MATERIAL PROVIDED =
• • • • •

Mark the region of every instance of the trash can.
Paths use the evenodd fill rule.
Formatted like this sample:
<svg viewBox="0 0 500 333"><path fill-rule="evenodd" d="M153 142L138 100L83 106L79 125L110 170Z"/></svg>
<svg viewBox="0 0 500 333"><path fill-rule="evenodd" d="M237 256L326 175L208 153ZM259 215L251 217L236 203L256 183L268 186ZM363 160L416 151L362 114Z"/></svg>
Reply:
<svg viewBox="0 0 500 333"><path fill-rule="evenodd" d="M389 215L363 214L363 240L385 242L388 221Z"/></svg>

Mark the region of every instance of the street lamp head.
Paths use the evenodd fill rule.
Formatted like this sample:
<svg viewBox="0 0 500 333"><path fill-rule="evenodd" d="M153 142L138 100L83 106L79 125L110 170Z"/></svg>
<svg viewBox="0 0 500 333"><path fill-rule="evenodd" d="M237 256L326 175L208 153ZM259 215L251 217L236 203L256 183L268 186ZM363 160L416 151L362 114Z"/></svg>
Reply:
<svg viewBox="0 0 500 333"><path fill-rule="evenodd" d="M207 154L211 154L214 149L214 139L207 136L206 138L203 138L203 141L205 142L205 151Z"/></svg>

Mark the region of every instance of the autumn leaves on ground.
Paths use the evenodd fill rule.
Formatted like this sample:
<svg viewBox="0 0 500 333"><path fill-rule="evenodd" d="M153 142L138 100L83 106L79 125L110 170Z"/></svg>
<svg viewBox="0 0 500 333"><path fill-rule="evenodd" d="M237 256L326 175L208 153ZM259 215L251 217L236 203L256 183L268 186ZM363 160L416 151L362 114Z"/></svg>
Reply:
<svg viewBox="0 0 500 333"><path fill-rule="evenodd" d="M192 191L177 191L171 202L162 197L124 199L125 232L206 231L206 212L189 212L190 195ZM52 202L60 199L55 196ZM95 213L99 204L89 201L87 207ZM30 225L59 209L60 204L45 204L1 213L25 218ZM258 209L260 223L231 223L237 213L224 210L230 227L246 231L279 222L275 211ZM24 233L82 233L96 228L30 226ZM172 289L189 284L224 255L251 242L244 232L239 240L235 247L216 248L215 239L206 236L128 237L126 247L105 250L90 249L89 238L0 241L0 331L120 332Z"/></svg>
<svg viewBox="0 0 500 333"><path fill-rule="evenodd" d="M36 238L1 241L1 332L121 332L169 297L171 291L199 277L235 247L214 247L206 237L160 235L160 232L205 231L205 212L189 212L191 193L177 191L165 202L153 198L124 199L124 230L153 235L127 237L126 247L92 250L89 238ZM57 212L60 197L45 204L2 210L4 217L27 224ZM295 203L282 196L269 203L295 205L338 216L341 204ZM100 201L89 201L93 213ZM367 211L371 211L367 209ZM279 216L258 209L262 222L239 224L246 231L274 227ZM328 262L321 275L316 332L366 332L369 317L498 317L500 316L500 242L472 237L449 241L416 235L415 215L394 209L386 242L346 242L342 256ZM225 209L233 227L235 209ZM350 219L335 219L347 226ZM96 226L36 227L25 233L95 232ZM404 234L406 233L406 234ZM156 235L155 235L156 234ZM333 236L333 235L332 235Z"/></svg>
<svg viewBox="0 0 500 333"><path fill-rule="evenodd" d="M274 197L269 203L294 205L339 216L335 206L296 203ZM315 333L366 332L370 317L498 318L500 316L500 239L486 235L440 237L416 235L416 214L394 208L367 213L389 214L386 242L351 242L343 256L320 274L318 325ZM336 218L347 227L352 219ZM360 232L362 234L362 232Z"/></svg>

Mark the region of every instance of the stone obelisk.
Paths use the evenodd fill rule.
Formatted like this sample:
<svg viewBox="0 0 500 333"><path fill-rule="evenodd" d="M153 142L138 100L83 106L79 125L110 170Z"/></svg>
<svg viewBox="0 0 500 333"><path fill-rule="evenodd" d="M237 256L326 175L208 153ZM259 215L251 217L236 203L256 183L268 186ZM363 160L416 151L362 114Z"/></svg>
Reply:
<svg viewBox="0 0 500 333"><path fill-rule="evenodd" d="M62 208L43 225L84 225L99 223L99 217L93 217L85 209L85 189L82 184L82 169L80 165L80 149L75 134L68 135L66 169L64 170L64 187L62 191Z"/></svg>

• • • • •

Each record is to be repeated exactly.

TASK OUTPUT =
Mark the region of every instance of the trash can.
Paths use the evenodd fill rule.
Formatted like this sample:
<svg viewBox="0 0 500 333"><path fill-rule="evenodd" d="M153 142L138 100L83 106L79 125L110 170Z"/></svg>
<svg viewBox="0 0 500 333"><path fill-rule="evenodd" d="M237 256L326 175L208 153ZM259 215L251 217L236 203L256 183L268 186ZM363 160L416 151L362 114Z"/></svg>
Reply:
<svg viewBox="0 0 500 333"><path fill-rule="evenodd" d="M389 215L363 214L363 240L385 242L388 221Z"/></svg>

Mark the region of every instance of the street lamp head.
Paths use the evenodd fill rule.
Formatted like this sample:
<svg viewBox="0 0 500 333"><path fill-rule="evenodd" d="M153 142L138 100L83 106L79 125L110 170Z"/></svg>
<svg viewBox="0 0 500 333"><path fill-rule="evenodd" d="M237 256L326 175L208 153ZM259 215L251 217L236 203L256 183L268 186ZM363 160L416 151L362 114Z"/></svg>
Reply:
<svg viewBox="0 0 500 333"><path fill-rule="evenodd" d="M207 154L211 154L214 149L214 139L207 136L206 138L203 138L203 141L205 142L205 151Z"/></svg>

Mark the region of every instance of the autumn leaves on ground.
Paths use the evenodd fill rule.
Formatted like this sample:
<svg viewBox="0 0 500 333"><path fill-rule="evenodd" d="M153 142L138 100L83 106L79 125L110 170Z"/></svg>
<svg viewBox="0 0 500 333"><path fill-rule="evenodd" d="M237 256L326 175L208 153ZM259 215L251 217L236 203L256 183L268 186ZM363 160L416 151L362 114Z"/></svg>
Reply:
<svg viewBox="0 0 500 333"><path fill-rule="evenodd" d="M192 191L177 191L171 202L162 197L124 199L125 232L206 231L206 212L189 212L190 195ZM52 202L60 199L55 196ZM95 213L99 204L89 201L87 207ZM30 225L59 209L60 204L45 204L1 213L25 218ZM258 209L260 223L231 223L237 213L224 210L230 227L246 231L279 222L275 211ZM24 233L82 233L96 228L30 226ZM172 289L189 284L224 255L251 242L244 232L239 240L235 247L216 248L215 239L206 236L128 237L126 247L105 250L90 249L89 238L0 241L0 331L120 332Z"/></svg>
<svg viewBox="0 0 500 333"><path fill-rule="evenodd" d="M36 238L1 241L1 332L121 332L169 297L171 291L199 277L235 247L214 247L206 237L160 235L160 232L205 231L205 212L189 212L191 193L177 191L165 202L153 198L124 199L124 230L153 235L127 237L126 247L92 250L89 238ZM57 212L60 197L45 204L2 210L4 217L27 224ZM295 203L282 196L269 203L295 205L338 216L341 204ZM100 201L89 201L93 213ZM367 211L371 211L367 209ZM279 216L258 209L262 222L239 224L246 231L274 227ZM328 262L321 275L316 332L366 332L369 317L498 317L500 316L500 242L472 237L449 241L416 235L415 215L394 209L386 242L346 242L342 256ZM225 209L233 227L235 209ZM350 219L335 219L347 226ZM96 226L36 227L25 233L95 232ZM404 234L406 233L406 234ZM156 235L155 235L156 234ZM333 236L333 235L332 235Z"/></svg>
<svg viewBox="0 0 500 333"><path fill-rule="evenodd" d="M274 197L269 203L294 205L339 216L335 206L296 203ZM315 333L366 332L370 317L498 318L500 316L500 239L486 235L440 237L416 235L416 214L394 208L367 213L389 214L386 242L351 242L343 256L320 274L318 325ZM336 218L347 227L352 219ZM360 232L362 234L362 232Z"/></svg>

Mark the region of every instance of the stone obelisk.
Paths use the evenodd fill rule.
Formatted like this sample:
<svg viewBox="0 0 500 333"><path fill-rule="evenodd" d="M153 142L138 100L83 106L79 125L110 170Z"/></svg>
<svg viewBox="0 0 500 333"><path fill-rule="evenodd" d="M237 256L326 175L208 153ZM259 215L251 217L236 203L256 183L268 186ZM363 160L416 151L362 114Z"/></svg>
Reply:
<svg viewBox="0 0 500 333"><path fill-rule="evenodd" d="M62 208L43 225L84 225L99 223L99 217L93 217L85 209L85 189L82 184L82 169L80 165L80 149L75 134L68 135L66 169L64 170L64 187L62 191Z"/></svg>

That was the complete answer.